◆ THE DATA:
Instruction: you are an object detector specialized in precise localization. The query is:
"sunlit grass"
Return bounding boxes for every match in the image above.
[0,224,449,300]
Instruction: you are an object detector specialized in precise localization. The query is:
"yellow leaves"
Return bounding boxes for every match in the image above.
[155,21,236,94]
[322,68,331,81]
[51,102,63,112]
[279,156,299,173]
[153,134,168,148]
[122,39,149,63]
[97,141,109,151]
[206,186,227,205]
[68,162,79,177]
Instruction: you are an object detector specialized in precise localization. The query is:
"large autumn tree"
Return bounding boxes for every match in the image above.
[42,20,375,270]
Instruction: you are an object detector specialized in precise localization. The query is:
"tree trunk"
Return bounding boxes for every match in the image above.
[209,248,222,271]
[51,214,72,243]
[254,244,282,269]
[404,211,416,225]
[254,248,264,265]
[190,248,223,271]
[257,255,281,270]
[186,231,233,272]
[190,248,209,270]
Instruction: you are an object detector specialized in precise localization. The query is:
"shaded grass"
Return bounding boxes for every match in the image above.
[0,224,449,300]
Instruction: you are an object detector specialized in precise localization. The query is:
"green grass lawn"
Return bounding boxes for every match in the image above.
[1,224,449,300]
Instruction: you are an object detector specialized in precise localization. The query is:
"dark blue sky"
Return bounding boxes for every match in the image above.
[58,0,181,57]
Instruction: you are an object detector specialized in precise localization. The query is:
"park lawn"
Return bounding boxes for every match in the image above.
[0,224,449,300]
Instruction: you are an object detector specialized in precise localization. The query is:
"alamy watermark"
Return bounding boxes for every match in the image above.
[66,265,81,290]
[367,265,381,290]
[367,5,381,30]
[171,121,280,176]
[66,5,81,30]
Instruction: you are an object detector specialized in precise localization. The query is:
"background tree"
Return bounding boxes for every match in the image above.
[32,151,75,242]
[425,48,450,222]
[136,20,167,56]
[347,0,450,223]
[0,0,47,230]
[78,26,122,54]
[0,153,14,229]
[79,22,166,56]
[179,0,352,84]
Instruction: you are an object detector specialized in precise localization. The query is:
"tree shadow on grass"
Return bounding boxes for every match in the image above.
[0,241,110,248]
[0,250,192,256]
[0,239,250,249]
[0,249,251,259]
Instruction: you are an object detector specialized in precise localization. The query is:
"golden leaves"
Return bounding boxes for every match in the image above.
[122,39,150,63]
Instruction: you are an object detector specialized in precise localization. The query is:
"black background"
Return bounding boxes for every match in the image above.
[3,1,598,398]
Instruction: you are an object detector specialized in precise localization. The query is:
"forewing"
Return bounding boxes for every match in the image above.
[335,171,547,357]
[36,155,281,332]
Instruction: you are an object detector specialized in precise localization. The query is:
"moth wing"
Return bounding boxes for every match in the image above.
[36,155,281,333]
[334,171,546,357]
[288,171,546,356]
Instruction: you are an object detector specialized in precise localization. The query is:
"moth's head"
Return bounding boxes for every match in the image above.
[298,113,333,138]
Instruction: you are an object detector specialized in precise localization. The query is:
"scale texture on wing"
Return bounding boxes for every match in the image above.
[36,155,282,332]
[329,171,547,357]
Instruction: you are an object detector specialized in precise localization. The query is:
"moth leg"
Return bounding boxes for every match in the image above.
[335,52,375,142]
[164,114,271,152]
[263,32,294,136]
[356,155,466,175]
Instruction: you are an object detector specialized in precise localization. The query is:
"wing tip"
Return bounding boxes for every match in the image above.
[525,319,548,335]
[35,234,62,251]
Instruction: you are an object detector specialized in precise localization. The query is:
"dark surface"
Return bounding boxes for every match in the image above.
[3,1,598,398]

◆ INSTRUCTIONS FOR THE TASK:
Read the entries above and find each line holding the word "tree". Copy it out.

◆ EXERCISE RESPONSE:
"large autumn tree"
"tree trunk"
"background tree"
"tree shadow on grass"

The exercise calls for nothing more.